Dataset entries
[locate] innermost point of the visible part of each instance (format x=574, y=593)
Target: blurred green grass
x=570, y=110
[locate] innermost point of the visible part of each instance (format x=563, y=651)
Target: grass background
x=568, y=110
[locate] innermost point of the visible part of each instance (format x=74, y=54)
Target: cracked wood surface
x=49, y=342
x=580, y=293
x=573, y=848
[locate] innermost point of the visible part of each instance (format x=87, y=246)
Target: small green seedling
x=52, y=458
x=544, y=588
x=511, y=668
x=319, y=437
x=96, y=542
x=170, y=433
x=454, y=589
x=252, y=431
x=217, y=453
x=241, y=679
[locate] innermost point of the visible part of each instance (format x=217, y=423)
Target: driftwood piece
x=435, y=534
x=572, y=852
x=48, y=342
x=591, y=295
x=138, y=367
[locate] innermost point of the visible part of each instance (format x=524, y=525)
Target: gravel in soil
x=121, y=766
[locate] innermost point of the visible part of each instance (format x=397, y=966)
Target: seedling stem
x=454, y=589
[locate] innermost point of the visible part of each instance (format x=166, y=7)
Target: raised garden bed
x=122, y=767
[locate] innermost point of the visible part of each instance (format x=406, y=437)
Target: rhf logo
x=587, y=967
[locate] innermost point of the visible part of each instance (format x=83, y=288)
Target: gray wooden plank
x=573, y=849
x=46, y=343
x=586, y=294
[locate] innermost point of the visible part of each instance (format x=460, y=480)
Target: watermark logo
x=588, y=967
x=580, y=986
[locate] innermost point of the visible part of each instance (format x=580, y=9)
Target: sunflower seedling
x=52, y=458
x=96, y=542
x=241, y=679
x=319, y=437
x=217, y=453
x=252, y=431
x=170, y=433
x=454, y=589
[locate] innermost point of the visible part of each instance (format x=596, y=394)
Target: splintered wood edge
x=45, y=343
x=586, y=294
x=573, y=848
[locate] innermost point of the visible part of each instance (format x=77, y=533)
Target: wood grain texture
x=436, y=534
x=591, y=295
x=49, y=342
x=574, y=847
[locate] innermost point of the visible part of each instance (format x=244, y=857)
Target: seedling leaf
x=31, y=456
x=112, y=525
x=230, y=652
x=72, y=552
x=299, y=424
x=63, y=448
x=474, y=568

### What is expected
Repeat each line above exactly as it stands.

### Result of the task
[locate] innermost point of the visible part of each instance (format x=574, y=593)
Target: blurred green grass
x=570, y=110
[locate] innermost point of the visible part of each instance (format x=563, y=651)
Target: grass background
x=568, y=110
[locate] innermost point of the visible part of each instance (format x=74, y=54)
Target: cracked wood surface
x=49, y=342
x=580, y=293
x=573, y=848
[locate] innermost point of the visible part of each instance (format x=87, y=246)
Target: small green seedling
x=52, y=458
x=544, y=588
x=511, y=668
x=319, y=437
x=96, y=542
x=170, y=433
x=454, y=589
x=252, y=431
x=217, y=453
x=241, y=679
[locate] innermost point of the visible part of each instance (format x=217, y=423)
Target: driftwood piece
x=435, y=534
x=572, y=852
x=48, y=342
x=591, y=295
x=138, y=367
[locate] innermost point of the visible part of each instance (format x=524, y=525)
Target: gravel in soil
x=121, y=766
[locate] innermost point of the visible part of each instance (format x=397, y=966)
Target: seedling stem
x=454, y=589
[locate] innermost point of the visible part of each instance (format x=166, y=7)
Target: raised garden bed
x=122, y=767
[locate] innermost point of the visible part of each instance (format x=406, y=437)
Target: rhf logo
x=587, y=967
[locate] innermost point of the visible part of each instance (format x=83, y=288)
Target: gray wooden plank
x=573, y=849
x=46, y=343
x=586, y=294
[locate] innermost point of the visible part of each instance (format x=460, y=480)
Target: watermark logo
x=588, y=967
x=580, y=986
[locate] innermost point of the visible part of each instance (format x=580, y=9)
Target: sunflower seedling
x=52, y=458
x=96, y=542
x=241, y=679
x=319, y=437
x=217, y=453
x=252, y=431
x=170, y=433
x=454, y=589
[locate] innermost point of the visible part of each instance (format x=596, y=394)
Target: splintered wood edge
x=45, y=343
x=586, y=294
x=573, y=848
[locate] innermost point of the visible part of each instance (format x=77, y=533)
Target: wood grain texture
x=436, y=534
x=591, y=295
x=49, y=342
x=574, y=847
[locate] innermost point of the visible part of each instance (format x=244, y=857)
Target: seedling leaf
x=31, y=456
x=112, y=525
x=230, y=652
x=72, y=552
x=299, y=424
x=63, y=448
x=474, y=568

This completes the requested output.